:: Exercise instructions ::
Gather every line of the items below that contains the string "hair", and copy each such line in full.

:: The records ::
★ ★ ★ ★ ★
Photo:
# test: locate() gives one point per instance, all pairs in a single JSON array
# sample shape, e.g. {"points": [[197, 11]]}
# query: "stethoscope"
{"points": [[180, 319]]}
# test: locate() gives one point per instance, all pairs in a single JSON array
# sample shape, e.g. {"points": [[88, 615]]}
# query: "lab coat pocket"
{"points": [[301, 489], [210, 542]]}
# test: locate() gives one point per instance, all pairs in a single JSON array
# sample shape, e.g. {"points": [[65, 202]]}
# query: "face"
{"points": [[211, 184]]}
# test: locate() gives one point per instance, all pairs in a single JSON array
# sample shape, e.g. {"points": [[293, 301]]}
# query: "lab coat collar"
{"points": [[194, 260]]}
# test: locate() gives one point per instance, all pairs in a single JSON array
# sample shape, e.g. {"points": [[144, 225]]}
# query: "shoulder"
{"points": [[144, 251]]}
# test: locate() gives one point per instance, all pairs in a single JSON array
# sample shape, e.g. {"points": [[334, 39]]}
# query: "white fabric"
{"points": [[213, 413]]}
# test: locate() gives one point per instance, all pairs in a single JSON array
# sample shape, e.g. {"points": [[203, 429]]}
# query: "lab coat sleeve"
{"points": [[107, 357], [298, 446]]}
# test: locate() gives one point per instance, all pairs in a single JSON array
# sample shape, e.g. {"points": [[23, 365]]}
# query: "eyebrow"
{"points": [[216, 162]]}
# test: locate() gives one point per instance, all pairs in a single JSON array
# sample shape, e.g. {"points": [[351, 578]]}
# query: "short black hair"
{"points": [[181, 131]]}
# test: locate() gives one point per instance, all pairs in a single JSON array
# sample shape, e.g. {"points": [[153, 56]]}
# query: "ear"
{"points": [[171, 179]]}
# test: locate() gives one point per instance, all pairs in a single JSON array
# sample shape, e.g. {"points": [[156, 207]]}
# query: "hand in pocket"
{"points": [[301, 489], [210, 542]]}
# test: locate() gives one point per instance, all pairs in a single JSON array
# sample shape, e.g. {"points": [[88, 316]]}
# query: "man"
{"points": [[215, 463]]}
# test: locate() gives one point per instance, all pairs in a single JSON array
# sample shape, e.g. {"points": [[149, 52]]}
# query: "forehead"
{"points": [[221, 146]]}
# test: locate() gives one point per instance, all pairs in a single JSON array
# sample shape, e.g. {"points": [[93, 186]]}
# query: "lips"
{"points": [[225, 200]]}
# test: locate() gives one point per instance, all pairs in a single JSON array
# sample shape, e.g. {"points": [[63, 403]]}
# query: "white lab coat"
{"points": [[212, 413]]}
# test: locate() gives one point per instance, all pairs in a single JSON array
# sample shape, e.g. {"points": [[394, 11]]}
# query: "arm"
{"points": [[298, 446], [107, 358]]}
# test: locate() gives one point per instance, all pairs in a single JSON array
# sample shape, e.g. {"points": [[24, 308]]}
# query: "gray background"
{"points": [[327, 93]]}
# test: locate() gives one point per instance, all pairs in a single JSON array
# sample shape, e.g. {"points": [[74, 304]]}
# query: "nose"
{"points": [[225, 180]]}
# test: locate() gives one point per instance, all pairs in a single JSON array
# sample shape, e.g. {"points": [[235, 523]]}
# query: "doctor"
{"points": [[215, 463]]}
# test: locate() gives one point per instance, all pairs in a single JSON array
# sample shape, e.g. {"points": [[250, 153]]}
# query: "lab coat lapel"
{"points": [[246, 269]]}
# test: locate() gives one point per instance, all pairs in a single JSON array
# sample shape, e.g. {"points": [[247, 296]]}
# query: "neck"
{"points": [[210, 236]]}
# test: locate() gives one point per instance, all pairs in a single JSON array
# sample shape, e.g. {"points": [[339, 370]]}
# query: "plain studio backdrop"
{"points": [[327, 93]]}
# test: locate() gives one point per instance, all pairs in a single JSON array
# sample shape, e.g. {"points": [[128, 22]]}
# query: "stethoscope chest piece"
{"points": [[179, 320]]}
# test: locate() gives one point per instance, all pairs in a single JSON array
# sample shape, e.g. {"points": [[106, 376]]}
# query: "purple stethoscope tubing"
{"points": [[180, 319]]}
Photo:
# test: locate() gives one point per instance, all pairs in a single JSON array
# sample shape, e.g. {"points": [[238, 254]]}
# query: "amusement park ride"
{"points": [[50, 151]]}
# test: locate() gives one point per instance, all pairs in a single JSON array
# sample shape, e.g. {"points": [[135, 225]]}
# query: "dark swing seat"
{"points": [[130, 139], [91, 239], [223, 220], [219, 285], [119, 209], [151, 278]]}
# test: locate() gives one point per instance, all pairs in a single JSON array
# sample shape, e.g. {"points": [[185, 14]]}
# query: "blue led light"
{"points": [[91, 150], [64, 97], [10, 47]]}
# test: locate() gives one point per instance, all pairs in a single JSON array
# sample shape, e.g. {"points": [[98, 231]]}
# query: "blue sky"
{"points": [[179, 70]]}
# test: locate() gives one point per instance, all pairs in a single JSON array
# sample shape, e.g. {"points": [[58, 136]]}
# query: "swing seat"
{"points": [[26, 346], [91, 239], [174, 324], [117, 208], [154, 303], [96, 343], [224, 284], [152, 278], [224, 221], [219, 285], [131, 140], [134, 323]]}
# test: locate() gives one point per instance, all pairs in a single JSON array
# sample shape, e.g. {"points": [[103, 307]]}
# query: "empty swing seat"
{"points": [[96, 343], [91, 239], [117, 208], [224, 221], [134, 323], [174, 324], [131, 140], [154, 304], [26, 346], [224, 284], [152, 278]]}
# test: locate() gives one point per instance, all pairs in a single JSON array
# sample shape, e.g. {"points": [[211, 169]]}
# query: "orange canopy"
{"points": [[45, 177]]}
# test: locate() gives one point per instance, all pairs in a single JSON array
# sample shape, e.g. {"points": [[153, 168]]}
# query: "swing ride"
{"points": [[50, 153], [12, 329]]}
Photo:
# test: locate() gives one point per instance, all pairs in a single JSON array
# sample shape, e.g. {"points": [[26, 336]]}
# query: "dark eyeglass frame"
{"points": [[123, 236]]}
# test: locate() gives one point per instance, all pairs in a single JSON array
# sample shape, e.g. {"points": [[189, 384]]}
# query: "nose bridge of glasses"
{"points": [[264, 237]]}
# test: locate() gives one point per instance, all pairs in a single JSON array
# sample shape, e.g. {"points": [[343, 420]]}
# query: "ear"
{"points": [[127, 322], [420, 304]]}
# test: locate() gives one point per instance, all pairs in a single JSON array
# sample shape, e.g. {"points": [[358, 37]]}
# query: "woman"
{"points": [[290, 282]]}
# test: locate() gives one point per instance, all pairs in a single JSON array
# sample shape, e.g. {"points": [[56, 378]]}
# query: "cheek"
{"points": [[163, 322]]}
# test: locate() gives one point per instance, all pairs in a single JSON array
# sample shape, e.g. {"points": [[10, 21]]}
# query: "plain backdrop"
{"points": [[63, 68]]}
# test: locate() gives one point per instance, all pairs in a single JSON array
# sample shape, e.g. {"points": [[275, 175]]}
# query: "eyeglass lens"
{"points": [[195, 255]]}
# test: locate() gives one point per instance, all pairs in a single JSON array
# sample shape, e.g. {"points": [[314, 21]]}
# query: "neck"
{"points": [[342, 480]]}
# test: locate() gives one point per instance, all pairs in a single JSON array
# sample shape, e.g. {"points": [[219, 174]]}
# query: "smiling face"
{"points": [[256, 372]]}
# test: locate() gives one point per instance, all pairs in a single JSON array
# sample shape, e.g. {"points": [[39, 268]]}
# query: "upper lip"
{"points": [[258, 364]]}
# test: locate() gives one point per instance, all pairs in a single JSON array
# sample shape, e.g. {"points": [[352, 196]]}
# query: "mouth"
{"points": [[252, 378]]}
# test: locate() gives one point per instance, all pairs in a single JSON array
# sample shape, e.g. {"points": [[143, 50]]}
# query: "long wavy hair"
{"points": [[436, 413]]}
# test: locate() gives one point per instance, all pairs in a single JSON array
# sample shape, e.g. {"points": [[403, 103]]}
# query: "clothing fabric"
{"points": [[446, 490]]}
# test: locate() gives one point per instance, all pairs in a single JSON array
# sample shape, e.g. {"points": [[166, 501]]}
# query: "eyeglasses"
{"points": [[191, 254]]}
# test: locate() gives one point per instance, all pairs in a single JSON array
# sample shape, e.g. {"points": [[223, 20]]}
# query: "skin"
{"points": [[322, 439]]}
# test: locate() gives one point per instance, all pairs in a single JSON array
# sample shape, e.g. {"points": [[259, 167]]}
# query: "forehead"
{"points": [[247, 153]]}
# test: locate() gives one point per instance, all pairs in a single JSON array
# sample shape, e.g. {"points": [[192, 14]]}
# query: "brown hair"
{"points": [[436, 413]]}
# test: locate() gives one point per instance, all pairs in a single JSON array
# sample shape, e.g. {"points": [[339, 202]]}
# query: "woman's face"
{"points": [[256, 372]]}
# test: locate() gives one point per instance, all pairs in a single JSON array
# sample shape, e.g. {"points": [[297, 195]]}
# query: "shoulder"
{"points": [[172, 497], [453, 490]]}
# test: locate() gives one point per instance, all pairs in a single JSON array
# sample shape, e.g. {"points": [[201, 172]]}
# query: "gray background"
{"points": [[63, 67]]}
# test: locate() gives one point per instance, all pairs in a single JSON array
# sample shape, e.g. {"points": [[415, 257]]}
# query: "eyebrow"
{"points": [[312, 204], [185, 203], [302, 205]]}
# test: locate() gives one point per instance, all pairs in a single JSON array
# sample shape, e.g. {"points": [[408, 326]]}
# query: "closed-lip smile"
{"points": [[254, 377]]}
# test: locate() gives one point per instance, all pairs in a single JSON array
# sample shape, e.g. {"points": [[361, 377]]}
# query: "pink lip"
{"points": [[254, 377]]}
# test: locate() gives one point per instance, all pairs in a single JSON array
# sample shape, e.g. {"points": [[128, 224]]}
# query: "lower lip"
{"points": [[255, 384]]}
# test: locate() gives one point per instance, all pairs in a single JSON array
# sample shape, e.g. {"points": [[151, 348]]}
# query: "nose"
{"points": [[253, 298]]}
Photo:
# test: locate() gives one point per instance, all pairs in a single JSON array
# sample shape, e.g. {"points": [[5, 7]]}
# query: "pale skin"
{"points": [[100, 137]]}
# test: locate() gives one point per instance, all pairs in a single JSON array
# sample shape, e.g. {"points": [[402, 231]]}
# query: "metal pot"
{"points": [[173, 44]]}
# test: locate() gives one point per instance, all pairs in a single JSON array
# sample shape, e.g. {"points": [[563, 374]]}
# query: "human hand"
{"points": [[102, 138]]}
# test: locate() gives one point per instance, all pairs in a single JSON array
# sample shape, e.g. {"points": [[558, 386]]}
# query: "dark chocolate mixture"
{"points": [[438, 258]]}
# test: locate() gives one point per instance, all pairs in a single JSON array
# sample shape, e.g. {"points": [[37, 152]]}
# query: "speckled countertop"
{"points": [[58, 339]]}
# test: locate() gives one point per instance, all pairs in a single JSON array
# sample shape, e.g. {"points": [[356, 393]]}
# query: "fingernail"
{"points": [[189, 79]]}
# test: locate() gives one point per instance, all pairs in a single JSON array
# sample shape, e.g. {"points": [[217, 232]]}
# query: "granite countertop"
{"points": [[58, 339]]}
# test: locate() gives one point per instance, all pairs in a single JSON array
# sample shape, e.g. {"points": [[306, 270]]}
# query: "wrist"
★ ★ ★ ★ ★
:: Written reply ::
# query: "short black hair"
# query: "long wavy hair"
# query: "brown hair"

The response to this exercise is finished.